SET EXERCISE: Turn the lines below into a JSON list of strings, with one string for each line and blank lines left out.

EXTRACTED ENTRIES:
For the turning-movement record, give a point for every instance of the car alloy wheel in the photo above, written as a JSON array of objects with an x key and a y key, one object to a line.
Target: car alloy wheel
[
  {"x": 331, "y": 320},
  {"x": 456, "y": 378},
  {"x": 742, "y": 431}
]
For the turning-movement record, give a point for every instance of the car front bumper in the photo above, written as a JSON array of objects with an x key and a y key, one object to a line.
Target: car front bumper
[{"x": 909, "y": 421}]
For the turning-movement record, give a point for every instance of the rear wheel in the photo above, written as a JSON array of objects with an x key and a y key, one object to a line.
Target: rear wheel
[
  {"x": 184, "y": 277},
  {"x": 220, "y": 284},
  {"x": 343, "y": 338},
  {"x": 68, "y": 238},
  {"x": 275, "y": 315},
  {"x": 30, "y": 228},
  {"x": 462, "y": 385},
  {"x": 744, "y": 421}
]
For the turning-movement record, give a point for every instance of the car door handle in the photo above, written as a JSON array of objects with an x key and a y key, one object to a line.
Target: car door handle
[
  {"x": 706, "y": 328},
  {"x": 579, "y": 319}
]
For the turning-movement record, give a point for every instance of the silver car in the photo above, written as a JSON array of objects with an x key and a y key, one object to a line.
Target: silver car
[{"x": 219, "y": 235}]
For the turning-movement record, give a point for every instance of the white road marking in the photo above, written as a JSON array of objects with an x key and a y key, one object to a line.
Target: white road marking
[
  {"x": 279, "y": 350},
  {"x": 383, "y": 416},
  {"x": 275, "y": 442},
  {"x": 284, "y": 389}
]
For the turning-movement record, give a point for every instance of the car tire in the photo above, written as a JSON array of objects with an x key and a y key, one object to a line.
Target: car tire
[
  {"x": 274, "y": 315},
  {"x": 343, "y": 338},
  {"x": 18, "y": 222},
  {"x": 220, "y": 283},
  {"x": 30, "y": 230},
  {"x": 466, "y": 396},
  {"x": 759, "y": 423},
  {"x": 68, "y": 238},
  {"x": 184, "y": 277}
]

COMPLETED EXERCISE:
[
  "For the turning-movement record, give a point for every instance of the car alloy wheel in the photo above, written as a JSON array of objects with an x key and a y key, one object to a line.",
  "Target: car alloy wheel",
  "[",
  "  {\"x\": 331, \"y\": 320},",
  "  {\"x\": 456, \"y\": 378},",
  "  {\"x\": 742, \"y\": 431}",
  "]",
  "For the turning-movement record, give a point for every instance of the car front bumper in the photo above, written as a JSON array of objects with an x key and a y key, one object to a line.",
  "Target: car front bumper",
  "[{\"x\": 909, \"y\": 421}]",
  "For the turning-movement record, give a point for every instance of the rear wheel in the photo above, written as a JSON array of objects with an x key and a y key, one object to a line.",
  "Target: rear wheel",
  "[",
  "  {\"x\": 184, \"y\": 277},",
  "  {\"x\": 220, \"y\": 284},",
  "  {\"x\": 343, \"y\": 338},",
  "  {\"x\": 68, \"y\": 238},",
  "  {\"x\": 275, \"y\": 315},",
  "  {\"x\": 30, \"y\": 228},",
  "  {\"x\": 462, \"y\": 385},",
  "  {\"x\": 744, \"y\": 421}",
  "]",
  "For the turning-movement record, give a point for every instance of the car door handle in the photo above, written as a JSON array of objects with an x key and a y key, one object to a line.",
  "Target: car door handle",
  "[",
  "  {\"x\": 706, \"y\": 328},",
  "  {\"x\": 579, \"y\": 319}",
  "]",
  "For the turning-movement record, give a point for every instance of the silver car in the photo above, written as a JSON array of objects with an x key and a y key, one object to a line.",
  "Target: silver car",
  "[{\"x\": 219, \"y\": 235}]",
  "For the turning-movement record, give a point for every instance of the white road marking in the photo above, written as a JSON array of objects with an x key and a y key, one object to a line.",
  "Target: white road marking",
  "[",
  "  {\"x\": 279, \"y\": 350},",
  "  {\"x\": 383, \"y\": 416},",
  "  {\"x\": 275, \"y\": 442},",
  "  {\"x\": 284, \"y\": 389}",
  "]",
  "For the turning-movement record, give a point for every instance of the car tire in the photo above, written as a JSON array of objects with an x key and a y key, one object to a line.",
  "Target: car tire",
  "[",
  "  {\"x\": 274, \"y\": 315},",
  "  {\"x\": 343, \"y\": 338},",
  "  {\"x\": 18, \"y\": 222},",
  "  {\"x\": 220, \"y\": 283},",
  "  {\"x\": 30, \"y\": 230},",
  "  {\"x\": 466, \"y\": 396},",
  "  {\"x\": 759, \"y\": 423},",
  "  {\"x\": 68, \"y\": 238},",
  "  {\"x\": 184, \"y\": 277}",
  "]"
]